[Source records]
*** Block opens ***
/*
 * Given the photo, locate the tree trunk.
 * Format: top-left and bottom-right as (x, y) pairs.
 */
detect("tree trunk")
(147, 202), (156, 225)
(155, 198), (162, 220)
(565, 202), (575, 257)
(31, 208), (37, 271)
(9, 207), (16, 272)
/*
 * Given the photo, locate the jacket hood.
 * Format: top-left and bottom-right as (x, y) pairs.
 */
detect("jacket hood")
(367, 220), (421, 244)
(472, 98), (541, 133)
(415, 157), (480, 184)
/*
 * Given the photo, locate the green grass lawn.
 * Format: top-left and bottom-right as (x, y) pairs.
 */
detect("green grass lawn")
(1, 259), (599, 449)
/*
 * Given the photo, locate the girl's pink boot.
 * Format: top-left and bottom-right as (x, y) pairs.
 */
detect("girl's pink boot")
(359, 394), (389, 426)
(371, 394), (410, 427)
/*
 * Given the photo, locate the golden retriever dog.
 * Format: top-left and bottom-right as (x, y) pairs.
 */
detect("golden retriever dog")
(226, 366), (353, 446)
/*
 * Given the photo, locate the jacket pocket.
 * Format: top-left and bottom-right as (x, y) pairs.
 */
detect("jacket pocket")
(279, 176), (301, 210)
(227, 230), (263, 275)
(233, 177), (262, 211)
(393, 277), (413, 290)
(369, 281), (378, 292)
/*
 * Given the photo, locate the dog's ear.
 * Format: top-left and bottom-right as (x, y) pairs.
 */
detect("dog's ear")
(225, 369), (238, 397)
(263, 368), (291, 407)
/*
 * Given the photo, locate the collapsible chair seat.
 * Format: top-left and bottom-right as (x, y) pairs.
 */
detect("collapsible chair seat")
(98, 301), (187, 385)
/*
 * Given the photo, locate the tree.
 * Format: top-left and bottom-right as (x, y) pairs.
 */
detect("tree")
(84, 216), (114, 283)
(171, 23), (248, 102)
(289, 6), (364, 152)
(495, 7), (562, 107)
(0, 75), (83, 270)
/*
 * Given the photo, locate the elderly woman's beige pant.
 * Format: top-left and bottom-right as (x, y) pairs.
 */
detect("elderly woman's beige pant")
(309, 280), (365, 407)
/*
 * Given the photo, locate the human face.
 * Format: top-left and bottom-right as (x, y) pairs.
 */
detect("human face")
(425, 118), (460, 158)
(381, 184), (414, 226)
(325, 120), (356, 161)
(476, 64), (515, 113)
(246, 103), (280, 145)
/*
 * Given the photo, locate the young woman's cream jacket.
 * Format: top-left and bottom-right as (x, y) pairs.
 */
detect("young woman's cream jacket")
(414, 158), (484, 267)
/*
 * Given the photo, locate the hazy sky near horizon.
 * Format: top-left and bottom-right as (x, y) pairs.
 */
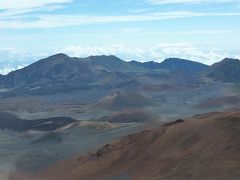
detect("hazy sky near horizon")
(0, 0), (240, 74)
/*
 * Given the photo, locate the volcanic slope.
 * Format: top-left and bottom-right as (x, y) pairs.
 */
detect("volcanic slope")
(11, 110), (240, 180)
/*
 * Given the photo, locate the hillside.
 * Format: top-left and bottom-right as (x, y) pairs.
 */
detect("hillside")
(11, 110), (240, 180)
(160, 58), (209, 74)
(84, 55), (146, 73)
(130, 58), (209, 74)
(0, 54), (97, 88)
(129, 60), (162, 69)
(92, 91), (153, 111)
(0, 54), (146, 90)
(0, 54), (211, 92)
(207, 58), (240, 83)
(96, 109), (157, 123)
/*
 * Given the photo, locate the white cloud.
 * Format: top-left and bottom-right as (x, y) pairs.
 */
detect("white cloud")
(0, 0), (239, 30)
(0, 0), (72, 10)
(1, 11), (240, 29)
(147, 0), (239, 5)
(0, 47), (41, 62)
(118, 29), (234, 35)
(0, 0), (72, 18)
(60, 43), (240, 65)
(179, 30), (234, 34)
(0, 66), (15, 75)
(0, 48), (45, 75)
(0, 64), (27, 75)
(129, 8), (153, 13)
(149, 43), (225, 64)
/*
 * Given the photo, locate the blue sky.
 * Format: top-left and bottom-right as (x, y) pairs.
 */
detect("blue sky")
(0, 0), (240, 74)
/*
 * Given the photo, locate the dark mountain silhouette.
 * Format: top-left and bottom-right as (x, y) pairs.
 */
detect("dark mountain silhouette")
(160, 58), (209, 73)
(0, 53), (97, 89)
(0, 54), (237, 97)
(83, 55), (145, 72)
(130, 58), (209, 73)
(0, 54), (148, 95)
(207, 58), (240, 82)
(129, 60), (162, 69)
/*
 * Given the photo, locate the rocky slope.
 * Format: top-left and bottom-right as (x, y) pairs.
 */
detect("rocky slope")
*** Block closes ***
— PROBLEM TO WORK ON —
Keep the pictures out and print all the records exactly as they are.

— OUTPUT BELOW —
/*
 * Given the photo, locate the tree trunk.
 * Format: top-left and bottom-right as (x, y) pairs.
 */
detect("tree trunk")
(147, 202), (156, 225)
(155, 198), (162, 220)
(565, 202), (575, 257)
(31, 208), (37, 271)
(9, 207), (16, 272)
/*
 * Given the photo, locate the jacket hood.
 * Format: top-left and bottom-right as (x, y) pairs.
 */
detect("jacket hood")
(367, 220), (421, 244)
(472, 98), (541, 133)
(415, 157), (480, 184)
/*
 * Given the photo, locate the green grass lawn.
 * Format: top-left and bottom-right as (x, y) pairs.
 */
detect("green grass lawn")
(1, 259), (599, 449)
/*
 * Given the photo, locate the girl's pink boot.
 * Format: top-left and bottom-right as (x, y) pairs.
 */
detect("girl's pink boot")
(359, 394), (389, 426)
(371, 394), (410, 427)
/*
 * Given the photo, locate the golden retriever dog.
 * Format: top-left and bottom-right as (x, y) pairs.
 */
detect("golden retriever dog")
(226, 366), (353, 446)
/*
 * Given the photo, locate the jacket pocket.
 * Format: top-left and bottom-right as (x, y) pairs.
 */
detect("jacket pocket")
(279, 176), (301, 210)
(227, 230), (263, 275)
(233, 177), (262, 211)
(393, 277), (413, 290)
(369, 281), (378, 292)
/*
 * Given the photo, locate the dog's ear.
 * Format: top-left and bottom-right as (x, y) pairs.
 */
detect("dog's ear")
(225, 369), (238, 397)
(263, 368), (291, 407)
/*
 * Given the photo, locate the collapsible chair seat.
 * Format: top-left and bottom-right as (x, y) pairs.
 */
detect("collapsible chair seat")
(98, 301), (187, 385)
/*
 * Given the photo, locate the tree.
 * Format: top-left and bottom-right as (x, y) pairs.
 */
detect("tree")
(84, 216), (114, 283)
(171, 23), (248, 102)
(289, 6), (364, 152)
(495, 7), (562, 107)
(0, 75), (83, 270)
/*
 * Given the photo, locate the elderly woman's beige pant.
 * Format: top-left and bottom-right as (x, y) pairs.
 */
detect("elderly woman's beige pant")
(309, 280), (365, 407)
/*
 * Given the photo, locate the human face.
 * Format: top-left and bottom-right as (x, y) pairs.
 */
detect("human face")
(425, 118), (460, 158)
(381, 184), (414, 226)
(325, 120), (356, 161)
(476, 64), (515, 113)
(246, 103), (280, 145)
/*
 * Given the photo, locate the young woman's cream jacket.
 * Format: top-left and bottom-right as (x, y) pairs.
 */
detect("young woman's cream jacket")
(414, 158), (484, 267)
/*
 * Given the photo, locate the hazy sky near horizon.
 * Format: top-left and bottom-right as (x, y) pairs.
 */
detect("hazy sky near horizon")
(0, 0), (240, 74)
/*
 * Given the photo, locate the volcanic slope.
 * Format: top-left and bottom-right as (x, y) pairs.
 */
detect("volcanic slope")
(11, 110), (240, 180)
/*
 * Given the photo, locate the hillside.
 * Format: top-left and bottom-right as (x, y) pairs.
 */
detect("hillside")
(11, 110), (240, 180)
(160, 58), (209, 74)
(84, 55), (146, 73)
(130, 58), (209, 74)
(0, 54), (97, 88)
(129, 60), (162, 69)
(92, 91), (153, 111)
(0, 54), (146, 90)
(0, 54), (211, 92)
(207, 58), (240, 83)
(96, 109), (157, 123)
/*
 * Given the photo, locate the white cloud.
 * Format: top-left and bottom-right as (x, y) pairs.
 */
detect("white cloud")
(0, 0), (239, 30)
(0, 0), (72, 10)
(1, 11), (240, 29)
(147, 0), (239, 5)
(0, 47), (41, 62)
(118, 29), (234, 35)
(0, 0), (72, 18)
(60, 43), (240, 65)
(179, 30), (234, 34)
(0, 66), (15, 75)
(0, 48), (45, 75)
(0, 64), (27, 75)
(129, 8), (153, 13)
(149, 43), (225, 64)
/*
 * Given the photo, locate the blue sky.
 * Format: top-left and bottom-right as (x, y) pairs.
 */
detect("blue sky")
(0, 0), (240, 74)
/*
 * Given the photo, locate the dark mountain silhouette.
 * Format: top-left and bottom-right as (x, y) pairs.
 */
detect("dark mountain silhouette")
(160, 58), (209, 73)
(0, 53), (97, 89)
(0, 54), (237, 97)
(83, 55), (145, 72)
(130, 58), (209, 73)
(0, 54), (148, 95)
(207, 58), (240, 82)
(129, 60), (162, 69)
/*
 * Given the photo, locate the rocky slope.
 * Format: top-left and bottom-right as (x, y) pairs.
 */
detect("rocky slope")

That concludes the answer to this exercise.